> **Brief**
The full set of lines below has to be duplicated exactly, with no picture kept.

> **Data section**
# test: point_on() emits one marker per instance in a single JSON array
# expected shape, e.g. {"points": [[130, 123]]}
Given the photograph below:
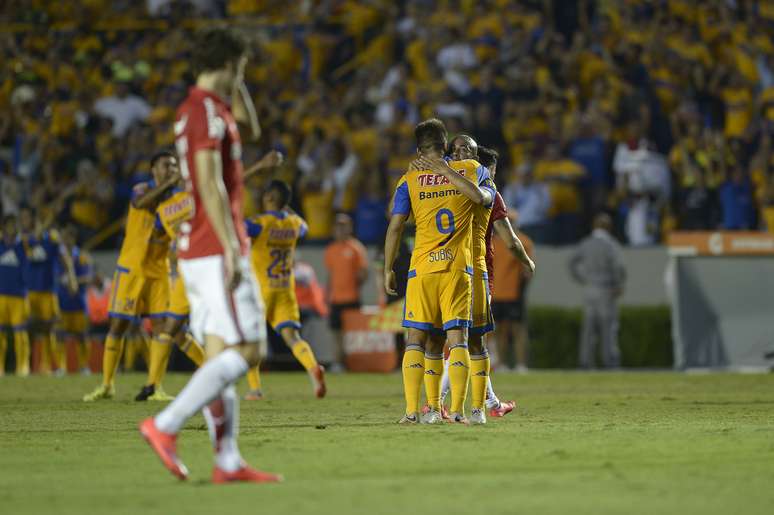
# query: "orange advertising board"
{"points": [[742, 243]]}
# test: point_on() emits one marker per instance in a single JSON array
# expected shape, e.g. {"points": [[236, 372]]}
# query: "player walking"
{"points": [[226, 308], [442, 196]]}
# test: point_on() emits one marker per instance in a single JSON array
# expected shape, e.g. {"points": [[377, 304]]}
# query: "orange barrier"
{"points": [[368, 348]]}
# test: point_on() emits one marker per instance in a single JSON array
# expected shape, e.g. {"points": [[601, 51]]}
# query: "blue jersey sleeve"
{"points": [[302, 230], [402, 201], [253, 229], [485, 182]]}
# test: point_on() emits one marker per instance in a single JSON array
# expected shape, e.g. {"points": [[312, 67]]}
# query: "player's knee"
{"points": [[253, 352]]}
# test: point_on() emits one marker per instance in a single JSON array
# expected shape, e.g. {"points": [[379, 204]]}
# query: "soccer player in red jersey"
{"points": [[227, 311], [464, 147]]}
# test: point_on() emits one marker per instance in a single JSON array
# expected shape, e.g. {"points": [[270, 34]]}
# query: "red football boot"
{"points": [[502, 410], [165, 447], [318, 381], [243, 474]]}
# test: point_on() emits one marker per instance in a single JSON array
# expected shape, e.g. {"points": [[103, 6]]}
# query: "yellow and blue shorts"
{"points": [[44, 306], [281, 308], [14, 312], [483, 320], [178, 301], [74, 322], [438, 301], [137, 296]]}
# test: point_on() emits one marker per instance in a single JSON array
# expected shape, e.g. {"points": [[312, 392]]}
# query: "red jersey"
{"points": [[204, 121], [499, 211]]}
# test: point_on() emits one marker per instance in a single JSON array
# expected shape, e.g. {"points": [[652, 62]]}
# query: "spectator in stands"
{"points": [[736, 202], [532, 200], [509, 301], [563, 177], [123, 109], [597, 264], [642, 181], [371, 209], [347, 262]]}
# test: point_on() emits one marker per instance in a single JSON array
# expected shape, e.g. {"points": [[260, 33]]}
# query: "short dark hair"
{"points": [[487, 156], [216, 47], [282, 189], [431, 135], [161, 154]]}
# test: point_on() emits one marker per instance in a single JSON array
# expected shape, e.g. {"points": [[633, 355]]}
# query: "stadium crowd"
{"points": [[659, 112]]}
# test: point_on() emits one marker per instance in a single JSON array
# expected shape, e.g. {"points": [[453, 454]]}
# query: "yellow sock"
{"points": [[160, 350], [3, 349], [459, 375], [303, 353], [193, 350], [83, 353], [59, 351], [413, 372], [21, 345], [433, 375], [254, 378], [114, 347], [479, 373]]}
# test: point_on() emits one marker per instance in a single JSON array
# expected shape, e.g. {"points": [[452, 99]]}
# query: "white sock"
{"points": [[205, 385], [445, 385], [491, 399], [228, 457]]}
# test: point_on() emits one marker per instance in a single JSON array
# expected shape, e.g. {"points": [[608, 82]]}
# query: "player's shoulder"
{"points": [[467, 165]]}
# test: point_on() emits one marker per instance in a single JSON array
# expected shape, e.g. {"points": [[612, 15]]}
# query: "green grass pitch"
{"points": [[578, 443]]}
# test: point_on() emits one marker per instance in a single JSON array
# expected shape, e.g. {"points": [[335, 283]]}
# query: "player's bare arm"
{"points": [[150, 199], [67, 263], [391, 246], [270, 160], [506, 232], [243, 108], [209, 177], [466, 187]]}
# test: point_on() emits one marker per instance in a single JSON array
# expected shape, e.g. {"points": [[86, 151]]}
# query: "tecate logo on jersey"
{"points": [[432, 179]]}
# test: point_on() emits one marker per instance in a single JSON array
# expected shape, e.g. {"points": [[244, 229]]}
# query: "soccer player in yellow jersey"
{"points": [[274, 236], [443, 197], [464, 147], [170, 214], [141, 280]]}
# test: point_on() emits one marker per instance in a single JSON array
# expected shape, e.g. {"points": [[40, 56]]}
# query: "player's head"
{"points": [[10, 226], [69, 235], [463, 147], [276, 195], [163, 165], [488, 158], [603, 221], [220, 53], [431, 137], [26, 218], [342, 227]]}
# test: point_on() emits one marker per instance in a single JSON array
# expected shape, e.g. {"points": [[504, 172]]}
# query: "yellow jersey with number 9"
{"points": [[444, 216], [274, 235]]}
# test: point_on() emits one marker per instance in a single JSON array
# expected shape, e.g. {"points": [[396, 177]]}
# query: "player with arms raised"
{"points": [[227, 312], [442, 196], [274, 235]]}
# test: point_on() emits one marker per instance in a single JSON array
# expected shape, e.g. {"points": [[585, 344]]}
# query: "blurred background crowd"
{"points": [[660, 113]]}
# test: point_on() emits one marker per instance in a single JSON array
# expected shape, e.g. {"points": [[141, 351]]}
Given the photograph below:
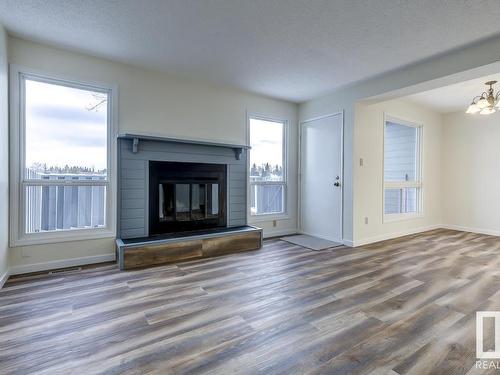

> **Answer**
# test: point_on() emits one marker per instance in a single JSON array
# expected shape, e.g. {"points": [[130, 123]]}
Given the photograph below:
# query: "orange advertising board"
{"points": [[742, 243]]}
# test: point_on() emits one marker per instance in a single JSON array
# expected shape, e.g. {"points": [[236, 372]]}
# query: "player walking"
{"points": [[226, 308], [442, 196]]}
# test: point_on() emits one marker per instance in a single JSON array
# expected shape, e.g. {"points": [[377, 304]]}
# query: "orange barrier"
{"points": [[368, 348]]}
# test: point_on() emits one marker per instance in a single JSON array
# expected shape, e.g. {"points": [[601, 51]]}
# query: "blue jersey sleeve"
{"points": [[302, 230], [402, 201], [253, 229], [485, 182]]}
# test: point_on() emits one marker per instance in a single JSON array
# expected shape, e.g. {"points": [[312, 67]]}
# query: "player's knee"
{"points": [[253, 352]]}
# test: point_on() emits one marker per instance in a single JSON array
# expected shape, e.g. {"points": [[379, 204]]}
# query: "soccer player in red jersey"
{"points": [[227, 311], [464, 147]]}
# test: point_on() emits one marker per instance in a single JSON array
# expected shape, e.g. {"points": [[270, 34]]}
# query: "red football boot"
{"points": [[502, 410], [165, 447], [318, 381], [243, 474]]}
# test: point_on() emits one marker per instance in a single JSON array
# expected shape, e.g. {"points": [[103, 6]]}
# query: "yellow and blue shorts"
{"points": [[44, 306], [281, 308], [14, 312], [483, 320], [178, 301], [74, 322], [438, 301], [137, 296]]}
# test: point_on() emits one marker per instance in a single JSON array
# expected shape, e.g. {"points": [[312, 392]]}
# query: "red jersey"
{"points": [[204, 121], [499, 211]]}
# test: point_on() emits one marker per instance in a single JSON array
# expected shape, e.g. {"points": [[652, 62]]}
# query: "spectator in stands"
{"points": [[736, 202], [532, 200], [509, 301], [563, 177], [123, 109], [597, 264], [642, 181], [371, 209], [347, 262]]}
# test: point_on() emits one marker per instance in a single JSON array
# expected shape, e.g. {"points": [[260, 33]]}
# query: "short dark hair"
{"points": [[487, 156], [216, 47], [282, 189], [431, 135], [161, 154]]}
# test: point_on() emits one marker per instance in a single JSON array
# expected shape, e.g. {"points": [[633, 355]]}
# query: "stadium crowd"
{"points": [[659, 112]]}
# test: point_on() emits one marker per instance in a single JSON array
# expected shape, e.g. {"points": [[453, 454]]}
# query: "yellow sock"
{"points": [[160, 350], [3, 349], [459, 375], [303, 353], [193, 350], [83, 353], [59, 351], [413, 372], [21, 345], [433, 375], [254, 378], [114, 347], [479, 373]]}
# test: point_on() emits one marker per instance in a single JSON array
# expected shape, e.g. {"points": [[452, 99]]}
# query: "white sock"
{"points": [[205, 385], [445, 385], [491, 399], [228, 457]]}
# test: point_on() emits one marker per instance in a single JSON array
# expected shape, e.g. {"points": [[608, 82]]}
# query: "player's shoulder"
{"points": [[467, 165]]}
# test: point_on() emits one marker per instance in a single JSON array
# expected shape, e.g. {"points": [[612, 15]]}
# query: "green grass pitch"
{"points": [[578, 443]]}
# test: point_on() emits one marker per instance in a single JSON array
# expected shape, e.g. {"points": [[335, 283]]}
# query: "player's bare arm"
{"points": [[150, 199], [67, 263], [391, 246], [270, 160], [506, 232], [243, 108], [209, 177], [466, 187]]}
# test: point_on() emits one marker per instance in a single JSON array
# expected shape, e.g. {"points": [[86, 151]]}
# query: "tecate logo on jersey"
{"points": [[432, 179]]}
# test: point_on() emits one marker per instance in a single JSON array
# expected shape, e.g. {"points": [[244, 229]]}
# query: "soccer player in yellow jersey"
{"points": [[274, 236], [443, 197], [464, 147], [170, 214], [141, 280]]}
# test: point_on() emits one marker per instance in a single JSON array
# expected shape, e.g. {"points": [[40, 56]]}
# query: "player's head"
{"points": [[10, 226], [69, 235], [463, 147], [276, 195], [163, 165], [488, 158], [603, 221], [220, 53], [431, 137], [26, 218], [342, 227]]}
# test: point_on() emits one marker per instance in a single JSON array
# expected shape, e.g. {"points": [[504, 172]]}
# query: "yellow jersey with number 9"
{"points": [[444, 216], [274, 235]]}
# test: point_on() emits one marker per instance in a single JSON array
# expected shape, e.g. {"points": [[396, 177]]}
# query: "player with arms raised"
{"points": [[227, 312], [442, 196], [274, 235]]}
# test: point_on() emits one marker per instance in a single JSON array
# expected shape, e.g. {"points": [[585, 344]]}
# query: "blurred background crowd"
{"points": [[660, 113]]}
# test: point_on() emits one marker per instance in a single JSON array
# expected shape, e.g. {"points": [[141, 351]]}
Given the photograph below:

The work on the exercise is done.